(Brief 1) Translate this sentence from the Guard Dog notes into Spanish: "Re-deploy Guard Dog to add monitors for services you install later."

Which server? Every alert includes the server identity so you can tell which host sent it when monitoring multiple infra-TAK servers. In Guard Dog → Notifications you can set an optional Server nickname (e.g. Production, Staging). Alerts then show the nickname plus IP/FQDN (e.g. Production (63.250.55.132)). Without a nickname, the subject and body use your configured FQDN and IP from Settings, or the OS hostname if neither is set. Use Save email & nickname to apply the nickname without redeploying; re-deploy or Update after changing server IP or FQDN to refresh the identifier.

Update notifications (infra-TAK, Authentik, MediaMTX, CloudTAK, TAK Portal)

The Updates monitor (under Monitors) runs every 6 hours and checks for newer versions of infra-TAK, Authentik, MediaMTX (binary + web editor), CloudTAK, and TAK Portal. When the set of available updates changes, it sends one email to the same alert address (no spam — same set is not re-sent for 24 hours).

Not getting update emails?

Set the alert email in Guard Dog → Notifications and click Save email & nickname.
Update Guard Dog (or redeploy) so the updates script on disk gets the current email. The script is only written during deploy/update; changing the email alone does not rewrite it until you click Update.
Mail delivery — Alerts go through the console to localhost:25 (Postfix → your Email Relay). Deploy Email Relay in infra-TAK and use Send test email on the Guard Dog page to verify.
Log — The script logs to /var/log/takguard/updates.log when it runs: "No updates available", "Updates available but already notified", or "Updates email sent to …" (or "FAILED" if mail failed). Run tail -f /var/log/takguard/updates.log after the next 6h run to confirm.

Where to do things (VACUUM, retention, etc.)

Task	Where	Notes
VACUUM (reclaim CoT DB disk after retention deletes)	infra-TAK console → TAK Server → Database maintenance (CoT)	Use Run VACUUM ANALYZE (safe while TAK is running). Use VACUUM FULL only during a maintenance window (locks tables).
Data retention (how long to keep CoT data)	TAK Server's own web UI (Core Config / Data Retention)	Set TTL and schedule; retention deletes rows but PostgreSQL does not free disk until you run VACUUM.
tak-db-cleanup.service (if present)	CLI	`systemctl status tak-db-cleanup.service`, `sudo journalctl -u tak-db-cleanup.service -f` to see deletion activity.
VACUUM from CLI	CLI	`sudo -u postgres psql -d cot -c 'VACUUM ANALYZE;'` (same as the console button).
Guard Dog activity (restarts, alerts)	infra-TAK console → Guard Dog → Activity log	Or on the server: `cat /var/log/takguard/restarts.log`.

Scope

Guard Dog monitors TAK Server (port 8089, processes, PostgreSQL, CoT DB size, OOM, disk, network, certificate, Root CA / Intermediate CA). When installed, Guard Dog also monitors Authentik, MediaMTX, Node-RED, and CloudTAK (alert and restart on failure). For those, use each module's page for status and the health endpoint + Uptime Robot for outside-in checks. Re-deploy Guard Dog to add monitors for services you install later.

[Dataset rows]
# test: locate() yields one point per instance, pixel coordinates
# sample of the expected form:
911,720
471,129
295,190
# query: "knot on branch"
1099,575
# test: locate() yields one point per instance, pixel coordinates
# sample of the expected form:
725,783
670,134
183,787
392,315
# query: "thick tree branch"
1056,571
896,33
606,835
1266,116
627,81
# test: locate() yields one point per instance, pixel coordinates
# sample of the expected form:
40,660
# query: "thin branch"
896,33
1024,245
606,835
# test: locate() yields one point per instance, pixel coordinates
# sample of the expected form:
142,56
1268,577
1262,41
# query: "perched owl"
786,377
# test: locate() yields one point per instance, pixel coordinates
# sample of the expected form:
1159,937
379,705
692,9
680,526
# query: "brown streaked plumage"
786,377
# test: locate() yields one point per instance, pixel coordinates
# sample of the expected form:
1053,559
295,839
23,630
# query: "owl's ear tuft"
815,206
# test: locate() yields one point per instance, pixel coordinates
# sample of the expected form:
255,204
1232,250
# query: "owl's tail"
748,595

(Brief 2) Pull out every line of the listing above that contains the word "branch".

(Correct answer 1) Vuelva a desplegar Guard Dog para agregar monitores para los servicios que instale más adelante.

(Correct answer 2)
# query: "knot on branch"
# query: "thick tree branch"
# query: "thin branch"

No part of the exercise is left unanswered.